# [Challenge]
Please quote every line word for word.
***
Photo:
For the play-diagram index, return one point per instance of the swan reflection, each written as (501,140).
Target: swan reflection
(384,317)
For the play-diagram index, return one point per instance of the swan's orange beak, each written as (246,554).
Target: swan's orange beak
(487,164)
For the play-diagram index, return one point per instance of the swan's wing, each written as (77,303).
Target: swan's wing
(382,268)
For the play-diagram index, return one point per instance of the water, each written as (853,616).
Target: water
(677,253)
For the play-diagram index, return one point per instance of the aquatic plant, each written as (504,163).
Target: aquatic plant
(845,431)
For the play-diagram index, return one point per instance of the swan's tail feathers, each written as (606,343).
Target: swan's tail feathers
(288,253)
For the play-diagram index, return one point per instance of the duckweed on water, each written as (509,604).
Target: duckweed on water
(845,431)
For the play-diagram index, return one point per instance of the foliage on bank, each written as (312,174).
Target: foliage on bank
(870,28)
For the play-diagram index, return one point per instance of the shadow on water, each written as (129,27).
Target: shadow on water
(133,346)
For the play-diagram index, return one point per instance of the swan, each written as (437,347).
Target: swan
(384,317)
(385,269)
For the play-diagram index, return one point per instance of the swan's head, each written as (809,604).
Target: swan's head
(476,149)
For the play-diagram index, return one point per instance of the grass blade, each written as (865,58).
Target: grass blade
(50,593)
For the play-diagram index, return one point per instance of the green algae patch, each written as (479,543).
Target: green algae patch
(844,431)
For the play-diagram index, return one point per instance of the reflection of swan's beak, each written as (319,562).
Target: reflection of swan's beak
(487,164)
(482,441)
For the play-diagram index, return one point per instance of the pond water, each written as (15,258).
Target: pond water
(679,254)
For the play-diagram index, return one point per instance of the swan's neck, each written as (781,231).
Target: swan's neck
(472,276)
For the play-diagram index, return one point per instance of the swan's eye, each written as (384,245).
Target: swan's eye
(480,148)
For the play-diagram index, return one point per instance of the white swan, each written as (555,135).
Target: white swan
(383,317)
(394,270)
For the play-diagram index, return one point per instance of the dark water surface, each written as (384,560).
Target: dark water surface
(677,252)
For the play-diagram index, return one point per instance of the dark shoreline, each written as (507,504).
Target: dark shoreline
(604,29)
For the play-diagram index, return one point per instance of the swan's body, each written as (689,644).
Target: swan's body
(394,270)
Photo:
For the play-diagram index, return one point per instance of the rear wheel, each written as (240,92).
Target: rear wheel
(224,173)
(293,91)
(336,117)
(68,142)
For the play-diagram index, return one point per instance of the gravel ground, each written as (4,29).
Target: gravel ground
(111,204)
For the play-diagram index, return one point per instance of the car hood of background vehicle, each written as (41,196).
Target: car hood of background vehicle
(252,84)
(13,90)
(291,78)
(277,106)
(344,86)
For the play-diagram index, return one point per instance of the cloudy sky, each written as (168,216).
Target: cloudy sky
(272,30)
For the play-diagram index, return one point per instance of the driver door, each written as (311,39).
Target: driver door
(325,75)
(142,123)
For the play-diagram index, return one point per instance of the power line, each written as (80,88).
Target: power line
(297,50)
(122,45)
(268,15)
***
# [Expected answer]
Photo:
For the play-diagram index, return one point per instance of the swan reflection, each written as (501,140).
Target: swan reflection
(384,317)
For the play-diagram index, return one point per instance of the swan's orange beak, each written as (246,554).
Target: swan's orange beak
(487,164)
For the play-diagram index, return one point per instance of the swan's wing, each written as (77,303).
Target: swan's wing
(382,268)
For the play-diagram index, return one point per instance of the water, each written as (853,616).
Target: water
(677,253)
For the play-diagram index, return one point per instance of the aquatic plant, each written as (504,163).
Target: aquatic plant
(845,431)
For the play-diagram index, return one point per instance of the swan's tail feathers, each written as (606,343).
Target: swan's tail feathers
(288,253)
For the play-diagram index, return one point per instance of the duckweed on water, each written as (509,604).
Target: duckweed on water
(845,431)
For the play-diagram index, return one point per instance of the foliage on bank, each written as (312,174).
Target: foliage on bank
(870,28)
For the play-diagram index, return one point per instance of the shadow on water, each written as (129,27).
Target: shadow on water
(133,346)
For the play-diagram index, return one point per instance of the swan, each written as (437,347).
Target: swan
(384,317)
(385,269)
For the play-diagram index, return one point per instance of the swan's head, each written as (809,604).
Target: swan's head
(476,149)
For the play-diagram index, return one point per instance of the grass blade, each written as (865,58).
Target: grass blade
(50,593)
For the play-diagram index, return one point per instance of the green algae patch, each written as (479,543).
Target: green algae patch
(844,431)
For the play-diagram index, return one point per instance of the reflection of swan's beak, each written as (319,562).
Target: reflection of swan's beak
(487,164)
(482,441)
For the play-diagram index, return one point per instance of the pond water, each written as (15,258).
Target: pond water
(679,254)
For the play-diagram index, return one point per instance of the swan's neck, each written as (781,231).
Target: swan's neck
(472,276)
For the play-diagram index, return one point per instance of the swan's eye, each written as (384,245).
Target: swan's eye
(480,148)
For the play-diagram index, return one point per instance of the white swan, each written as (555,135).
Target: white swan
(383,317)
(394,270)
For the play-diagram index, return one point per instance of the dark water surface, each written as (384,560).
Target: dark water surface
(677,252)
For the play-diagram index, return one point per instance of the dark shoreline, each written as (507,504).
Target: dark shoreline
(604,29)
For the play-diagram index, return one point per instance of the swan's body, each written as (689,644).
Target: swan's body
(394,270)
Photo:
For the play-diagram index, return one point per instance of the rear wheel, each written as (240,92).
Target: rear wheel
(224,173)
(293,91)
(336,117)
(68,142)
For the play-diagram index, return one point per instance of the gravel ground, each written as (4,29).
Target: gravel ground
(111,204)
For the play-diagram index, return one point per instance of the car hood of background vehicle, each written as (41,196).
Target: car hood of background vehicle
(252,84)
(13,90)
(291,78)
(277,106)
(344,86)
For the play-diagram index, return one point per instance of the cloudy sky, each written as (168,216).
Target: cloudy sky
(272,30)
For the play-diagram index, return one point per instance of the driver door, each written as (311,39).
Target: driver door
(325,75)
(142,123)
For the play-diagram index, return one point per instance of the power line, each written as (80,88).
Target: power line
(297,50)
(122,45)
(268,15)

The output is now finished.